Segment Start: Available data

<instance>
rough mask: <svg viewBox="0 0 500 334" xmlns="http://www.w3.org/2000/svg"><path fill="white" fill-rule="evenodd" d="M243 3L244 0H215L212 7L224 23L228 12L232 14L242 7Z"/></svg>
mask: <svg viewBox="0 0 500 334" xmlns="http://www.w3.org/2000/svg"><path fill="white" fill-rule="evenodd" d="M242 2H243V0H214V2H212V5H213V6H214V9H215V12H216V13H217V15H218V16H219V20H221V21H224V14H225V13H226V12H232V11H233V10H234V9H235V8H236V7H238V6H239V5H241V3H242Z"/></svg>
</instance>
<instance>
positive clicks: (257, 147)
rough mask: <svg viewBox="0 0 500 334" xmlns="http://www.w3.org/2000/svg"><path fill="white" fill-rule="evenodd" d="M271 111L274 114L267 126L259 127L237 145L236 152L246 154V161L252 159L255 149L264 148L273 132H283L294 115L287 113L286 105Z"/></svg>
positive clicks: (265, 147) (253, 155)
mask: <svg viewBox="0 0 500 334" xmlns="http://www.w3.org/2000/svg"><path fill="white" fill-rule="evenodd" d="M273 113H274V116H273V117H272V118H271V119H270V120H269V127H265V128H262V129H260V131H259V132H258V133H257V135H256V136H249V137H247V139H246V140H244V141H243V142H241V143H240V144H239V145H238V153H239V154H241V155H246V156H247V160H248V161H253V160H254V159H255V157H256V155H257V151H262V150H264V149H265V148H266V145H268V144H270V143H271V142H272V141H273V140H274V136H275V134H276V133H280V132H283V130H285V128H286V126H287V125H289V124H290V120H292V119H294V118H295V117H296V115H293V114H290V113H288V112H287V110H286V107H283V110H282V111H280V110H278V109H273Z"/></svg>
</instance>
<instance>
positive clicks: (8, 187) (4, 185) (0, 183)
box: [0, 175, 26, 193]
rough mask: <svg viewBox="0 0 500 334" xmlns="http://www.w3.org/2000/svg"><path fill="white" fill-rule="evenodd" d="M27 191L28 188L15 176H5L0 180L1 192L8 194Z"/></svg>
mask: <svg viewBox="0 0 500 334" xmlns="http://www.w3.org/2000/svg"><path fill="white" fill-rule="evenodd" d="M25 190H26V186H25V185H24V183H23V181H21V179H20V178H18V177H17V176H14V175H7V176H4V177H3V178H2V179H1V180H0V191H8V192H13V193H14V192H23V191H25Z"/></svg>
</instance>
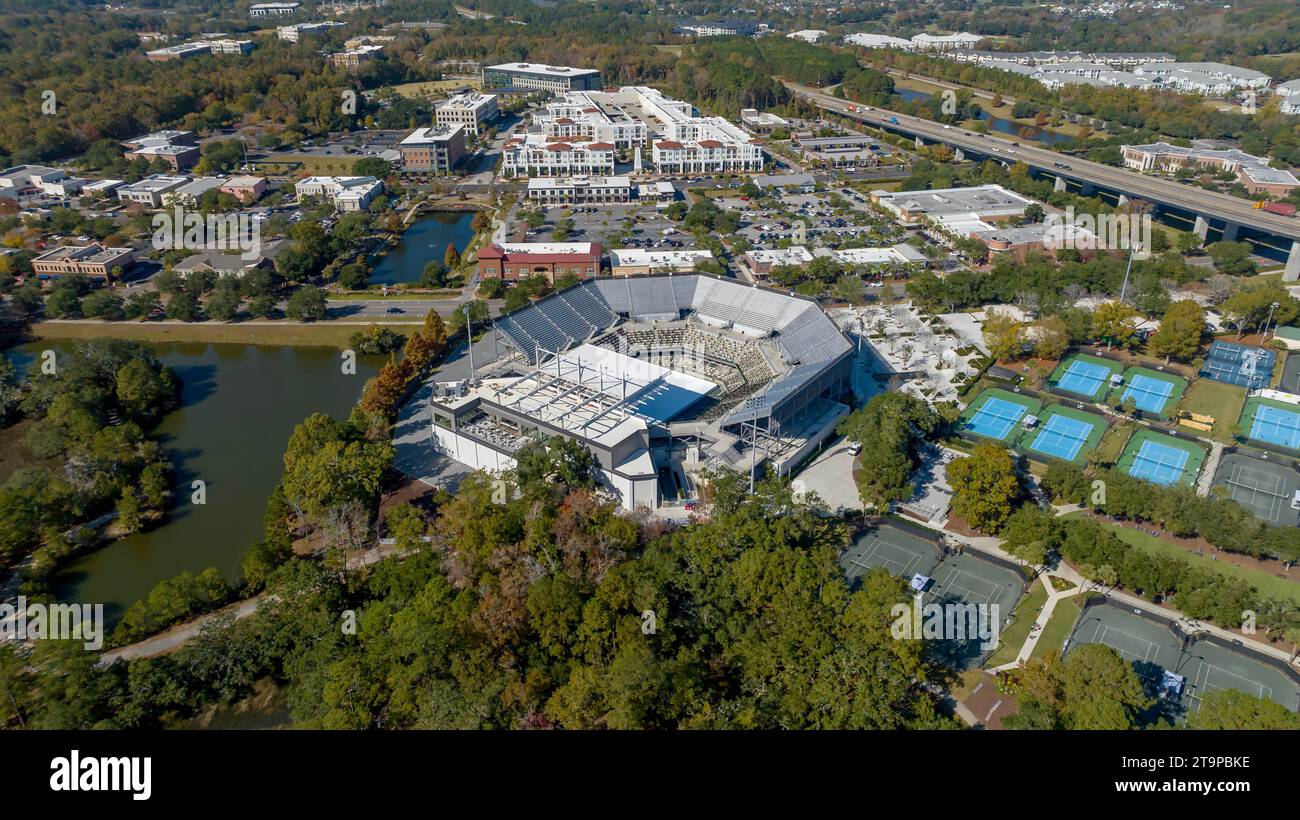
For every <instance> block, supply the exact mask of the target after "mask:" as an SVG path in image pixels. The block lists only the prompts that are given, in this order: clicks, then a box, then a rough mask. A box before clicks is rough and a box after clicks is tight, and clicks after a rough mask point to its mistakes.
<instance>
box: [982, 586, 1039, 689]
mask: <svg viewBox="0 0 1300 820" xmlns="http://www.w3.org/2000/svg"><path fill="white" fill-rule="evenodd" d="M1047 599H1048V591H1047V590H1045V589H1044V587H1043V582H1041V581H1037V580H1035V581H1034V585H1032V586H1030V591H1028V593H1027V594H1026V595H1024V598H1022V599H1021V603H1018V604H1015V612H1013V613H1011V625H1010V626H1008V628H1006V629H1004V630H1002V634H1001V635H998V645H997V648H996V650H993V654H992V655H989V658H988V663H987V664H984V665H985V667H987V668H993V667H998V665H1001V664H1005V663H1011V661H1013V660H1015V656H1017V655H1019V654H1021V647H1022V646H1024V641H1026V638H1028V637H1030V628H1031V626H1034V619H1036V617H1037V615H1039V607H1041V606H1043V604H1044V603H1045V602H1047Z"/></svg>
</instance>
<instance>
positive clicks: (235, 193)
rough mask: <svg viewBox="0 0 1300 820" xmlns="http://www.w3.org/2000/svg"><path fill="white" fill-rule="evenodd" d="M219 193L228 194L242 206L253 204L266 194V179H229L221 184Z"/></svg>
mask: <svg viewBox="0 0 1300 820" xmlns="http://www.w3.org/2000/svg"><path fill="white" fill-rule="evenodd" d="M221 192H222V194H230V195H231V196H235V198H238V199H239V201H242V203H244V204H248V203H255V201H257V200H259V199H261V196H263V194H265V192H266V178H265V177H231V178H229V179H226V181H225V182H222V183H221Z"/></svg>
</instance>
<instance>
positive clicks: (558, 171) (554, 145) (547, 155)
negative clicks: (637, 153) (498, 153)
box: [502, 134, 614, 177]
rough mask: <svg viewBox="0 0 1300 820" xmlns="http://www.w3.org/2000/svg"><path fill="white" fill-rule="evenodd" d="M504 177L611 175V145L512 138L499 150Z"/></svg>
mask: <svg viewBox="0 0 1300 820" xmlns="http://www.w3.org/2000/svg"><path fill="white" fill-rule="evenodd" d="M502 156H503V162H502V175H504V177H598V175H612V174H614V143H565V142H559V140H552V139H549V138H547V136H545V135H543V134H529V135H528V136H526V138H525V139H519V138H512V139H508V140H506V144H504V147H503V148H502Z"/></svg>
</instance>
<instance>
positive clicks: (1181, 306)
mask: <svg viewBox="0 0 1300 820" xmlns="http://www.w3.org/2000/svg"><path fill="white" fill-rule="evenodd" d="M1204 334H1205V309H1204V308H1201V305H1199V304H1196V303H1195V301H1192V300H1191V299H1184V300H1182V301H1175V303H1173V304H1170V305H1169V309H1167V311H1165V316H1164V318H1161V321H1160V327H1158V329H1157V330H1156V333H1154V334H1152V337H1151V339H1149V340H1148V342H1147V350H1149V351H1151V352H1152V353H1154V355H1157V356H1164V357H1165V363H1166V364H1169V361H1170V360H1171V359H1178V360H1179V361H1191V360H1192V357H1193V356H1196V352H1197V351H1199V350H1200V347H1201V337H1203V335H1204Z"/></svg>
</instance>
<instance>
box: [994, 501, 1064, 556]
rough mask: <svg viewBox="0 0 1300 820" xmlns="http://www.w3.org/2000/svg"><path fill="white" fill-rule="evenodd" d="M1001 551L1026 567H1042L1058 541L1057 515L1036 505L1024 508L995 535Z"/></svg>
mask: <svg viewBox="0 0 1300 820" xmlns="http://www.w3.org/2000/svg"><path fill="white" fill-rule="evenodd" d="M998 537H1000V538H1001V539H1002V548H1004V550H1006V551H1008V552H1010V554H1011V555H1014V556H1015V557H1018V559H1021V560H1022V561H1024V563H1027V564H1043V563H1044V561H1045V560H1047V556H1048V554H1049V552H1052V550H1054V548H1056V543H1057V539H1058V538H1060V528H1058V526H1057V520H1056V515H1054V513H1053V512H1052V511H1050V509H1043V508H1041V507H1039V506H1037V504H1023V506H1022V507H1021V508H1019V509H1017V511H1015V512H1014V513H1011V517H1009V519H1008V520H1006V526H1005V528H1002V532H1001V533H1000V534H998Z"/></svg>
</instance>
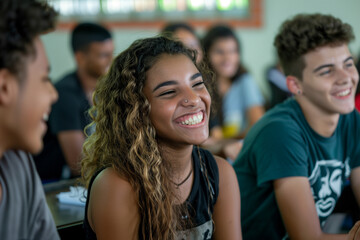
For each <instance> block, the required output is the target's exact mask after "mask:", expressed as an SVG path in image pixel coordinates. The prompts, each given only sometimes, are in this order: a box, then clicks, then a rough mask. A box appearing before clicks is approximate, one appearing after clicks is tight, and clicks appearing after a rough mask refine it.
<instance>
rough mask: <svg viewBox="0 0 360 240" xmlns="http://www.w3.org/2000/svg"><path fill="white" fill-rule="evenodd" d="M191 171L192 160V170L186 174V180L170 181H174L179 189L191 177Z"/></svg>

Segment End: Available data

Locate every line in the rows above that contains the word "positive", matching case exactly, and copy each such line in full.

positive clicks: (257, 147)
positive clicks: (265, 147) (253, 155)
positive clicks: (8, 187) (4, 185) (0, 183)
positive clicks: (235, 193)
positive clicks: (558, 171) (554, 145) (547, 155)
positive clicks: (1181, 306)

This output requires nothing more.